(EXERCISE TEXT Opens)
Someone has to pay for the bail out money. There is no such thing as a free lunch and even printing helicopter money results in inflation. Make no mistake, the students of today will lose out.

During the third week of March, the world economy began to see a plunge, and I, like most people took no notice of this as saddened and fearful we were about the current spreading of the virus and the mass amount of deaths that were shown by various news channels. In the midst of all this, global financial markets came down in a heap, collapsing for the first time in twelve years since September 2008 - firstly, the price of shares in major corporations plunged. The value of the dollar suddenly increased against other currencies, devastating the developing world - countries pay for debt and oil in dollars. Let's not forget this eventually will lead to a crash in debt ridden nations such as Mexico and Pakistan. But this crisis will affect all countries, I recall at one point 26 trillion dollars had been eroded from the value of global equity markets, causing a huge loss for family investments in shares and on the collective pools of savings held by pension and insurance funds.


For the first time since WWII, production around the world will decrease. Already in the USA in the past three weeks seventeen million people have lost their jobs and in the UK furloughed staff are wondering if their jobs will ever be replaced? For us students there is a period of uncertainty that even makes the 2019 gig economy look attractive. What sort of employment will be available to graduates in a few years time? Someone has to pay for the bail out money. There is no such thing as a free lunch and even printing helicopter money results in inflation. Make no mistake, the students of today will lose out.
(EXERCISE TEXT Closes)
• _WHAT IS NEEDED_
Please list every country named in the passage about the economic crisis, in the order they first appear.
(DATA SECTION Opens)
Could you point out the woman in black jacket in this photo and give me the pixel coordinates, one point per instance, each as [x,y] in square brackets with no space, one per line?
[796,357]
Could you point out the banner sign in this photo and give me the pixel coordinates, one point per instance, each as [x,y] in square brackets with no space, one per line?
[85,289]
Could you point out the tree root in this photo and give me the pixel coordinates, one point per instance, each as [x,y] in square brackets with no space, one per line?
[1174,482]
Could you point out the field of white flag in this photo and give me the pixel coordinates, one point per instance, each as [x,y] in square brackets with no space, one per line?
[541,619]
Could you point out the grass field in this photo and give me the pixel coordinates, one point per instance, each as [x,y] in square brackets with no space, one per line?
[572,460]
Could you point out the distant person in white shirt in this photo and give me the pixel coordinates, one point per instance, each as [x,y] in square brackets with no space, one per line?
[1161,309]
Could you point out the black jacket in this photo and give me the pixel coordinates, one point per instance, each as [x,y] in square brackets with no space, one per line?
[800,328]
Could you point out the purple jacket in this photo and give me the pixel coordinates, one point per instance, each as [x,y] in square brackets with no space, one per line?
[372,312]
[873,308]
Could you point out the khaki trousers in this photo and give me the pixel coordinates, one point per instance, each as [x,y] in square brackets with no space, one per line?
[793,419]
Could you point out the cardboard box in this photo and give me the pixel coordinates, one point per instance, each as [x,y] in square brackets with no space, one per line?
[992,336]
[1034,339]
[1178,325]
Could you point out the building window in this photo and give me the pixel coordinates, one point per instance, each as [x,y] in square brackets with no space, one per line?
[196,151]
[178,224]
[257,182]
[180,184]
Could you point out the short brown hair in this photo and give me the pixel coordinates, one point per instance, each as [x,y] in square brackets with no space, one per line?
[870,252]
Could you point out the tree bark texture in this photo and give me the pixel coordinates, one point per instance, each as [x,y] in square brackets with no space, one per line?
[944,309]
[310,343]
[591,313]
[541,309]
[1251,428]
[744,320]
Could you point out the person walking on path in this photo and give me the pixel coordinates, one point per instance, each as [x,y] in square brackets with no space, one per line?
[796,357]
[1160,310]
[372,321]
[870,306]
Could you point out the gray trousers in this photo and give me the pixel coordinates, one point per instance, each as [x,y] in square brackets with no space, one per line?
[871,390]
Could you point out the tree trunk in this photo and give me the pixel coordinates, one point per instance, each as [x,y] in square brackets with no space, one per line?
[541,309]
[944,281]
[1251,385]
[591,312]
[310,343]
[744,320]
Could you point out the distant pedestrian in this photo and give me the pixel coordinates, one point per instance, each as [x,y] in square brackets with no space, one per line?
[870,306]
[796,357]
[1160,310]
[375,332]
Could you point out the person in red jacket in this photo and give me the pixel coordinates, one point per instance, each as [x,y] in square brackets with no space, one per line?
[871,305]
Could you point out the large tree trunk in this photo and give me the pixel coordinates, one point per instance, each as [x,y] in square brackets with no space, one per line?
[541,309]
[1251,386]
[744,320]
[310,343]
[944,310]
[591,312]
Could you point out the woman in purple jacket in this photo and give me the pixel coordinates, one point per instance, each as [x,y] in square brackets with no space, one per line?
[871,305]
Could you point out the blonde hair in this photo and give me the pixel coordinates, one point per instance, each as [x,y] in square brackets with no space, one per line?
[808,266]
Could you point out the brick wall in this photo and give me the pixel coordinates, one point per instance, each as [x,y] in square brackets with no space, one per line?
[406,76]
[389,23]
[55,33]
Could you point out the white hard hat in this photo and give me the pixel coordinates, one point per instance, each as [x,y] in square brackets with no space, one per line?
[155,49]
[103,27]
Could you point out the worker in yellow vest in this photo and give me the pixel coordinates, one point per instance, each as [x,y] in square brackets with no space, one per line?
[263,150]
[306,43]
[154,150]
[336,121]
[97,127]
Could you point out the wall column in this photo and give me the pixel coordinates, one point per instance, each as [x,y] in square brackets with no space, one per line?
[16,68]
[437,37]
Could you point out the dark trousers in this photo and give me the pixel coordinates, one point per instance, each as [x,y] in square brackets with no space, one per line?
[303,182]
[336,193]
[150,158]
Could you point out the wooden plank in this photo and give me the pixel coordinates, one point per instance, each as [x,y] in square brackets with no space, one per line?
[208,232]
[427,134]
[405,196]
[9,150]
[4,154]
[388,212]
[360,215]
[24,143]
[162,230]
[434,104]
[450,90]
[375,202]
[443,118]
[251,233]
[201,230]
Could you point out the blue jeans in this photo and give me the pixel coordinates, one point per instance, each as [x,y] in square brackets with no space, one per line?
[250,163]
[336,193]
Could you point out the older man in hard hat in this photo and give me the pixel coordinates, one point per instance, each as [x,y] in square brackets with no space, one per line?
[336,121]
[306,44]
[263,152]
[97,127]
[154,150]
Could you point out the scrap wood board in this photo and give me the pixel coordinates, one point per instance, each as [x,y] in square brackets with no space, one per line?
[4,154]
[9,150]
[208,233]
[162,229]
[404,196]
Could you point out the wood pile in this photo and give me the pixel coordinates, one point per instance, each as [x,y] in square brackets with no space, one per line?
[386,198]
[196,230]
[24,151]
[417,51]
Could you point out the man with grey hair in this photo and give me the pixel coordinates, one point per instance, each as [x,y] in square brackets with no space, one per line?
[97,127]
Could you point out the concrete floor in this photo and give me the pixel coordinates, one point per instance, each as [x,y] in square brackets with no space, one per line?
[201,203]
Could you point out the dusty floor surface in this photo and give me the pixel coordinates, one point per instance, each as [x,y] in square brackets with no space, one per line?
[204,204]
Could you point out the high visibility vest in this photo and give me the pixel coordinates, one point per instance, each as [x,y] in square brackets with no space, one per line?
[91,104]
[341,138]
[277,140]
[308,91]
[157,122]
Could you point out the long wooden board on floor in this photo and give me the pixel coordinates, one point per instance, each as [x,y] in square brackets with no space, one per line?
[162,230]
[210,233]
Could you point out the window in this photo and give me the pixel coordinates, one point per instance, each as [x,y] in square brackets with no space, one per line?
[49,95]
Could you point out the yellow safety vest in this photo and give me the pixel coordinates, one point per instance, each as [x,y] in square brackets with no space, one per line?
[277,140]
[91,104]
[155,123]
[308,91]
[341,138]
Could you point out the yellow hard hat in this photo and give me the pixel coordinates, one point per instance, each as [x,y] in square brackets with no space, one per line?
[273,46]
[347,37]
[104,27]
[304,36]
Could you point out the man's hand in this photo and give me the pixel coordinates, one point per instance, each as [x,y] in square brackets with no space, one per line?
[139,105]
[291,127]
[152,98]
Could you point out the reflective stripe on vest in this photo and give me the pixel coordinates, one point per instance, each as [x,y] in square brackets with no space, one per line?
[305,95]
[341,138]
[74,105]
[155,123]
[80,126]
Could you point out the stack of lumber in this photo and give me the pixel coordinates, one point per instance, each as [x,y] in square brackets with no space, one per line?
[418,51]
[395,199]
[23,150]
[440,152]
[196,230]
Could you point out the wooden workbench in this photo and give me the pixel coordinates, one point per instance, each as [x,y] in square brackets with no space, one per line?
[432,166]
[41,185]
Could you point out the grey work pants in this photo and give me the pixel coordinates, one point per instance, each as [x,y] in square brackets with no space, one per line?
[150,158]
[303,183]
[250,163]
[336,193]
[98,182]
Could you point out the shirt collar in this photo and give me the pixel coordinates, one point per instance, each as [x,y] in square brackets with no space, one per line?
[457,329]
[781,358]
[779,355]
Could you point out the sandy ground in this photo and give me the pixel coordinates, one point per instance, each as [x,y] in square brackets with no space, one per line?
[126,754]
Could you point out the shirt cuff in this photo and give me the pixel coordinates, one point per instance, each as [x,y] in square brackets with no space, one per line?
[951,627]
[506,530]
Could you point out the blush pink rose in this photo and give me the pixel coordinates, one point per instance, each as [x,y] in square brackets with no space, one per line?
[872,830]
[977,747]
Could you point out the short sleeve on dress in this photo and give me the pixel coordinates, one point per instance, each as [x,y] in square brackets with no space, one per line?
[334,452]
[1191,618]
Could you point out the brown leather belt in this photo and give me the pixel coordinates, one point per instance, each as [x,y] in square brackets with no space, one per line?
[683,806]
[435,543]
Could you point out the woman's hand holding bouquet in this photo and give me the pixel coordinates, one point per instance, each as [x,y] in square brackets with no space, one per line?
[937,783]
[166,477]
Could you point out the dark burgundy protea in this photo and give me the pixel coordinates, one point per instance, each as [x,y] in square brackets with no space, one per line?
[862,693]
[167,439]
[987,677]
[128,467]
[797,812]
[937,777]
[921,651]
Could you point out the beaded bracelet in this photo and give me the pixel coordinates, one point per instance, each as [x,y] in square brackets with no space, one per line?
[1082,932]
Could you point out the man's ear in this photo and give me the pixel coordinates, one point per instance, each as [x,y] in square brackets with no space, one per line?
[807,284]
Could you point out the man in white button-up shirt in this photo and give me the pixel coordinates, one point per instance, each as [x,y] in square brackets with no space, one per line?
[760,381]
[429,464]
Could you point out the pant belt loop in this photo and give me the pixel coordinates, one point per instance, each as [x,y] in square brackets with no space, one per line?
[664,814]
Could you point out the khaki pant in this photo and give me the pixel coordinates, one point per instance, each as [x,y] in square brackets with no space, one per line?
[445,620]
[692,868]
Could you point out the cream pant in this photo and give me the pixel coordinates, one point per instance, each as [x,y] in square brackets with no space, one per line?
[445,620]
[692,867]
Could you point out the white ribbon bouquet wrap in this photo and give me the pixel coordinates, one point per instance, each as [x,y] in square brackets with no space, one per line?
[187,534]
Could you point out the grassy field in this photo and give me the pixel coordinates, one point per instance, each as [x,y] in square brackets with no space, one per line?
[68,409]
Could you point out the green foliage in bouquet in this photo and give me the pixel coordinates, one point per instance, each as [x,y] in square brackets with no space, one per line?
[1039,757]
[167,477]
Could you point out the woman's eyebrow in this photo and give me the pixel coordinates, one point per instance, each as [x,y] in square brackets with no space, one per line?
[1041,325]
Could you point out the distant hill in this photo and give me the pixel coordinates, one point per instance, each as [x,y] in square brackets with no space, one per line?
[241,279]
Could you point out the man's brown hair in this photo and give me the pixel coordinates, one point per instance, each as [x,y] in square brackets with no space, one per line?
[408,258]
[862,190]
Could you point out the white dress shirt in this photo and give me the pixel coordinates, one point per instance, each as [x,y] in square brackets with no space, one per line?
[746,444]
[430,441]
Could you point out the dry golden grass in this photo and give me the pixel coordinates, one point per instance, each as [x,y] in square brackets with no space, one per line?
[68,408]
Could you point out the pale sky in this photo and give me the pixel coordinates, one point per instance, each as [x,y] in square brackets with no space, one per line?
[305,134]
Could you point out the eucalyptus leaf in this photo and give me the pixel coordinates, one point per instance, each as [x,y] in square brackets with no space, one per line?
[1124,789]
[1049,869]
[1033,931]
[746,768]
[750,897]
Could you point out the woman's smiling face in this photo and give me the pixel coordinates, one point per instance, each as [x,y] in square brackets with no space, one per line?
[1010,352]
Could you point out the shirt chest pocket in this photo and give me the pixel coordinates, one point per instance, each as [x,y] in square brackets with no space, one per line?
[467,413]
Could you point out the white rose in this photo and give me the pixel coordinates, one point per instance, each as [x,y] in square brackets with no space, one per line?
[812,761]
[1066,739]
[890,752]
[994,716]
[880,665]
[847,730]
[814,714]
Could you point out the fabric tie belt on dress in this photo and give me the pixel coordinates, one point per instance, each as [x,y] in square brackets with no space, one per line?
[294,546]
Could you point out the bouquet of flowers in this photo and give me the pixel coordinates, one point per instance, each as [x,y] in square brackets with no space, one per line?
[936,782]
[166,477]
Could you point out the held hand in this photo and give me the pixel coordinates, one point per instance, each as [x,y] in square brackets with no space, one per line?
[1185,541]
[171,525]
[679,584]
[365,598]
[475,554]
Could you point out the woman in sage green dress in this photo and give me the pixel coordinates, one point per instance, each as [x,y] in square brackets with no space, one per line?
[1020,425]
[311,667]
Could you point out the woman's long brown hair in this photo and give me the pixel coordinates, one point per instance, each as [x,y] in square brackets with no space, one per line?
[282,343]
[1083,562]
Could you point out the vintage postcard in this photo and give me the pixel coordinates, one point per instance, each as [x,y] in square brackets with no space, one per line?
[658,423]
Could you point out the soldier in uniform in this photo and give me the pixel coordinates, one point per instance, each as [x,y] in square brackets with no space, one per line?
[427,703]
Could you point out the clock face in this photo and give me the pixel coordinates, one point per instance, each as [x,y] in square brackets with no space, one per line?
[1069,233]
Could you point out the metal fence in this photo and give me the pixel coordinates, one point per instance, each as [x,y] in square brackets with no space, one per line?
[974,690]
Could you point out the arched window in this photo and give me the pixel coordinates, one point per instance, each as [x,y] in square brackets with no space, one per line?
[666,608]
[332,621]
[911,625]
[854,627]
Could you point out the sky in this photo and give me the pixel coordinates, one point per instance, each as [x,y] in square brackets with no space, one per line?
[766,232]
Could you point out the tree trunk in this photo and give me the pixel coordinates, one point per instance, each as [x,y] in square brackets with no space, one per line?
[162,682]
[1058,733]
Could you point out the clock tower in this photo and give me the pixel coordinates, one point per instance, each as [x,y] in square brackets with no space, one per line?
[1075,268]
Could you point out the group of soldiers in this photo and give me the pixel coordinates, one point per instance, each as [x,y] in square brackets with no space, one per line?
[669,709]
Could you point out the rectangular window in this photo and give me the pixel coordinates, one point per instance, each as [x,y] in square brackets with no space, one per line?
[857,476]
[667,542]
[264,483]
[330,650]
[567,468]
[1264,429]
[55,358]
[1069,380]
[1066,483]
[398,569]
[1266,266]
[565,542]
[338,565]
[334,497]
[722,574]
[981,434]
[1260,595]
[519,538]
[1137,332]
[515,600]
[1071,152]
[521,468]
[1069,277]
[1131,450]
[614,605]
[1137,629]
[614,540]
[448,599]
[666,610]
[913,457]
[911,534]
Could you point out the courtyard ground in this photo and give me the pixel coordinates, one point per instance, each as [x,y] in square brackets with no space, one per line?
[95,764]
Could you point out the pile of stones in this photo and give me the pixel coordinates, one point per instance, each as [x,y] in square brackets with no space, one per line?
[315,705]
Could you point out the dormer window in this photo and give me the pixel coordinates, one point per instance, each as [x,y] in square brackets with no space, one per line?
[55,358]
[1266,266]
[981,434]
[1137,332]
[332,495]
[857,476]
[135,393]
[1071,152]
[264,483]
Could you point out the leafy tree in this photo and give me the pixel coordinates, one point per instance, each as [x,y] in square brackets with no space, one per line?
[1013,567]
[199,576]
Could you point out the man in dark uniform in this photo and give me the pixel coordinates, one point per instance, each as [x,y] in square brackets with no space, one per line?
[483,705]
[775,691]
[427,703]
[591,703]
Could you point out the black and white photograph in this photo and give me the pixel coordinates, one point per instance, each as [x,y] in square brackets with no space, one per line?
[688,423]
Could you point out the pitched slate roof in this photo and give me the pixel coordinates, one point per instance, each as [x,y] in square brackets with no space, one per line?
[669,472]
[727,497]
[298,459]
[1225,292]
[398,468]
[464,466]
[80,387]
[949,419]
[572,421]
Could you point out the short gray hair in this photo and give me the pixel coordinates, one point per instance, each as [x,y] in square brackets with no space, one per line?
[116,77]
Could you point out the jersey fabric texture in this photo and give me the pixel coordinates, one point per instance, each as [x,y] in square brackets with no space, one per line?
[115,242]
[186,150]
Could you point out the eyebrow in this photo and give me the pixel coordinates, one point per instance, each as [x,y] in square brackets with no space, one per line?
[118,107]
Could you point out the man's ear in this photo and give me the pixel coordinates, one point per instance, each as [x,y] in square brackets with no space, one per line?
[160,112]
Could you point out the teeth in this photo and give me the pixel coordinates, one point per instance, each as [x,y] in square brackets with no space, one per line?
(DATA SECTION Closes)
• _WRITTEN ANSWER_
Mexico, Pakistan, USA, UK